> _Document_:
August 10, 2010 4:13 PM   Subscribe

How do black people use Twitter? Why is Twitter more popular with black people? (The Root asks, "Really?") What were black people talking about on Twitter last night?

Tangentially related: Gizmodo explains why you should stalk sexy black women on Twitter. Feministing responds to Gizmodo, and postbourgie responds to both of them.
posted by desjardins (95 comments total) 18 users marked this as a favorite

 
"At the risk of getting randomly harshed on by the Internet, I cannot keep quiet about my obsession with Late Night Black People Twitter, an obsession I know some of you other white people share, because it is awesome."

Oh. Oh, my.
posted by ColdChef at 4:19 PM on August 10, 2010


Kill all these white people. Seriously.
posted by cavalier at 4:26 PM on August 10, 2010 [6 favorites]


[sarcasm]When did black people discover the internet? I thought this was a whites only technology? [/sarcasm]
posted by Fizz at 4:26 PM on August 10, 2010 [2 favorites]


Every day, whether I want to or not, I read at least one thing on the internet that makes me feel stupider for having read it. Today it was that article in The Awl.

> _Supplied information_:
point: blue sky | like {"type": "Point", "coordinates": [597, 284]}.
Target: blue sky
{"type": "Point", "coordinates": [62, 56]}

> _Exercise prompt_: Continue the comment thread on how black people use Twitter, picking up after its final sentence.

> _Answer for this exercise_:
posted by The Card Cheat at 4:28 PM on August 10, 2010 [2 favorites]


I'm white and I want to kill myself.

Granted, for unrelated reasons. But, still.
posted by Azazel Fel at 4:28 PM on August 10, 2010 [2 favorites]


Seriously. SERIOUSLY?!

I feel sad now.
posted by jnrussell at 4:41 PM on August 10, 2010 [1 favorite]


For serious?
posted by chunking express at 4:41 PM on August 10, 2010


... the type of checking-people-out-online that we all do... I don't stalk, I creep.

[from the Feministing link]

I wouldn't have guessed that "creeping" is as common as she says.
posted by Joe Beese at 4:43 PM on August 10, 2010


Also, Joel Johnson's followup to the linked article is worth a read. It's a nice break from all the stupid on the Internet. It always weirds me out that he writes for Gizmodo of all places.
posted by chunking express at 4:51 PM on August 10, 2010


I don't think the question is why do Black people tweet, but why do they disproportionately make up the posters of high-trending hashtags? That's the only place I see any real difference in racial representation.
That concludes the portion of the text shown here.